_THE PROBLEM_:
Format every line of the listing below as a Markdown table with two columns, Row and Line: Row holds a running number and Line holds the text of that line. Leave out any blank lines.

_RECORDED DATA_:

**********

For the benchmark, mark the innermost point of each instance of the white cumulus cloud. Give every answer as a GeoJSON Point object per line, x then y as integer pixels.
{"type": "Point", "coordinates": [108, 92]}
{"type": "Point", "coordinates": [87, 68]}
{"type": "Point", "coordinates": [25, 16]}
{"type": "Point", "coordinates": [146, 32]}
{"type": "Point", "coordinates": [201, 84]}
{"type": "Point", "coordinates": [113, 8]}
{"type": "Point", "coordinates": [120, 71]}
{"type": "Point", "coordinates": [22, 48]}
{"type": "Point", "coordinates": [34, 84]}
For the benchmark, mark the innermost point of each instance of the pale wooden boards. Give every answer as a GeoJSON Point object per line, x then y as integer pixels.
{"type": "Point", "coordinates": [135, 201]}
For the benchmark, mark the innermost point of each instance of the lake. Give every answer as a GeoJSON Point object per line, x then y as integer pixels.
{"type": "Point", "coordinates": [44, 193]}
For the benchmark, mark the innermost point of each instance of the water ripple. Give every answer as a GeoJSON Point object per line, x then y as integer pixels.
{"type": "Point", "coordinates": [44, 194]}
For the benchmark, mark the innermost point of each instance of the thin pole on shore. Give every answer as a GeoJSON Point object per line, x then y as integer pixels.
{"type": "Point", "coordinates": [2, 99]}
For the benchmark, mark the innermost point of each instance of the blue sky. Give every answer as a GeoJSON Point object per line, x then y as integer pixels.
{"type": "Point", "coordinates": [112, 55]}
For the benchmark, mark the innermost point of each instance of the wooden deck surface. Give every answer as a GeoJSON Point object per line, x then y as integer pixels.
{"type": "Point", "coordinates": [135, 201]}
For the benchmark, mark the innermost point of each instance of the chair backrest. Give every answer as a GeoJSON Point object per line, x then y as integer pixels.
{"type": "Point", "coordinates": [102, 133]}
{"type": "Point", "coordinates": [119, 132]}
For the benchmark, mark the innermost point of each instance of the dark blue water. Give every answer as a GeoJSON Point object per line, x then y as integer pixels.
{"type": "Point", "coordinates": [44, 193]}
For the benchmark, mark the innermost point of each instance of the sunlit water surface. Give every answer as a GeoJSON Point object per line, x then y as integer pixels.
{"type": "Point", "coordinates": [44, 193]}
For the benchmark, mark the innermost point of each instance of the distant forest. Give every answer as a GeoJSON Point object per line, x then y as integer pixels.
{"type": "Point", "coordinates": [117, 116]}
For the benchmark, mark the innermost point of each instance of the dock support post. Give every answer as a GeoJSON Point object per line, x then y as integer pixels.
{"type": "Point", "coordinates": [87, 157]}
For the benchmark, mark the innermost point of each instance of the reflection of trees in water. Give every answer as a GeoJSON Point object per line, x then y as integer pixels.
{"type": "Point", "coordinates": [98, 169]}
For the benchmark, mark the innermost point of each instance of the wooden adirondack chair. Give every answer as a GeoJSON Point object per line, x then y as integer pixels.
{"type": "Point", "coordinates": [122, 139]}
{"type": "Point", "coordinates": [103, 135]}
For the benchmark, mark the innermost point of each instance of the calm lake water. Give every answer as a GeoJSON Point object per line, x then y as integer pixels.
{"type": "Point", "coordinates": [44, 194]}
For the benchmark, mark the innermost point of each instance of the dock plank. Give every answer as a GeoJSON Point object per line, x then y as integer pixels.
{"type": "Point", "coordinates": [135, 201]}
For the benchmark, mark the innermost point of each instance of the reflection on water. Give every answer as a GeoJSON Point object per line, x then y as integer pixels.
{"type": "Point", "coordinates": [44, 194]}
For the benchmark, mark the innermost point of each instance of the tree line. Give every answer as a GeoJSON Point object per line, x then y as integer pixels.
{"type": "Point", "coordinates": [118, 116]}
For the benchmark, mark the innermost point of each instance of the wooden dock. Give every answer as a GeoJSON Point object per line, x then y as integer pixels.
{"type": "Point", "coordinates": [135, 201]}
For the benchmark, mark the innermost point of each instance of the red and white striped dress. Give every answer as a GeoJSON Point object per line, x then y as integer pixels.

**********

_FULL ANSWER_:
| Row | Line |
|---|---|
| 1 | For the benchmark, mark the innermost point of each instance of the white cumulus cloud. Give every answer as a GeoJSON Point object per line, x then y as integer pixels. |
| 2 | {"type": "Point", "coordinates": [108, 92]} |
| 3 | {"type": "Point", "coordinates": [87, 68]} |
| 4 | {"type": "Point", "coordinates": [25, 16]} |
| 5 | {"type": "Point", "coordinates": [146, 32]} |
| 6 | {"type": "Point", "coordinates": [201, 84]} |
| 7 | {"type": "Point", "coordinates": [113, 8]} |
| 8 | {"type": "Point", "coordinates": [120, 71]} |
| 9 | {"type": "Point", "coordinates": [22, 48]} |
| 10 | {"type": "Point", "coordinates": [34, 84]} |
| 11 | For the benchmark, mark the innermost point of each instance of the pale wooden boards. Give every answer as a GeoJSON Point object per line, x then y as integer pixels. |
| 12 | {"type": "Point", "coordinates": [135, 201]} |
| 13 | For the benchmark, mark the innermost point of each instance of the lake. Give every answer as a GeoJSON Point object per line, x then y as integer pixels. |
| 14 | {"type": "Point", "coordinates": [44, 193]} |
| 15 | For the benchmark, mark the innermost point of each instance of the water ripple. Give every answer as a GeoJSON Point object per line, x then y as integer pixels. |
| 16 | {"type": "Point", "coordinates": [44, 194]} |
| 17 | For the benchmark, mark the innermost point of each instance of the thin pole on shore. Give every answer as a GeoJSON Point object per line, x then y as integer pixels. |
| 18 | {"type": "Point", "coordinates": [2, 99]} |
| 19 | For the benchmark, mark the innermost point of each instance of the blue sky. Give every answer as a GeoJSON Point object per line, x then y as integer pixels. |
| 20 | {"type": "Point", "coordinates": [112, 55]} |
| 21 | For the benchmark, mark the innermost point of each instance of the wooden deck surface. Give every answer as a GeoJSON Point object per line, x then y as integer pixels. |
| 22 | {"type": "Point", "coordinates": [135, 201]} |
| 23 | For the benchmark, mark the innermost point of each instance of the chair backrest. Give every answer as a GeoJSON Point object per line, x then y as integer pixels. |
| 24 | {"type": "Point", "coordinates": [102, 133]} |
| 25 | {"type": "Point", "coordinates": [119, 132]} |
| 26 | For the benchmark, mark the innermost point of each instance of the dark blue water. Give every answer as a GeoJSON Point object per line, x then y as integer pixels. |
| 27 | {"type": "Point", "coordinates": [44, 193]} |
| 28 | For the benchmark, mark the innermost point of each instance of the sunlit water surface. Give every answer as a GeoJSON Point object per line, x then y as integer pixels. |
| 29 | {"type": "Point", "coordinates": [44, 193]} |
| 30 | For the benchmark, mark the innermost point of each instance of the distant forest. Give every answer as a GeoJSON Point object per line, x then y as integer pixels. |
| 31 | {"type": "Point", "coordinates": [117, 116]} |
| 32 | For the benchmark, mark the innermost point of each instance of the dock support post. Give every answer as a GeoJSON Point object per line, x then y as integer pixels. |
| 33 | {"type": "Point", "coordinates": [87, 157]} |
| 34 | For the benchmark, mark the innermost point of each instance of the reflection of trees in water. Give every answer as a GeoJSON Point object per line, x then y as integer pixels. |
| 35 | {"type": "Point", "coordinates": [98, 169]} |
| 36 | For the benchmark, mark the innermost point of each instance of the wooden adirondack chair. Give every answer as a GeoJSON Point object per line, x then y as integer pixels. |
| 37 | {"type": "Point", "coordinates": [122, 139]} |
| 38 | {"type": "Point", "coordinates": [103, 135]} |
| 39 | For the benchmark, mark the innermost point of each instance of the calm lake water. Give every answer as a GeoJSON Point object per line, x then y as integer pixels. |
| 40 | {"type": "Point", "coordinates": [44, 194]} |
| 41 | For the benchmark, mark the innermost point of each instance of the dock plank. Give every answer as a GeoJSON Point object per line, x then y as integer pixels. |
| 42 | {"type": "Point", "coordinates": [135, 201]} |
| 43 | For the benchmark, mark the innermost point of each instance of the reflection on water. Give every answer as a GeoJSON Point object per line, x then y as integer pixels. |
| 44 | {"type": "Point", "coordinates": [44, 194]} |
| 45 | For the benchmark, mark the innermost point of each instance of the tree line. Give every answer as a GeoJSON Point object per line, x then y as integer pixels. |
| 46 | {"type": "Point", "coordinates": [118, 116]} |
| 47 | For the benchmark, mark the innermost point of each instance of the wooden dock. Give every answer as a GeoJSON Point object per line, x then y as integer pixels. |
| 48 | {"type": "Point", "coordinates": [135, 201]} |
| 49 | For the benchmark, mark the innermost point of each instance of the red and white striped dress. Give every answer as a GeoJSON Point object per line, x then y as integer pixels. |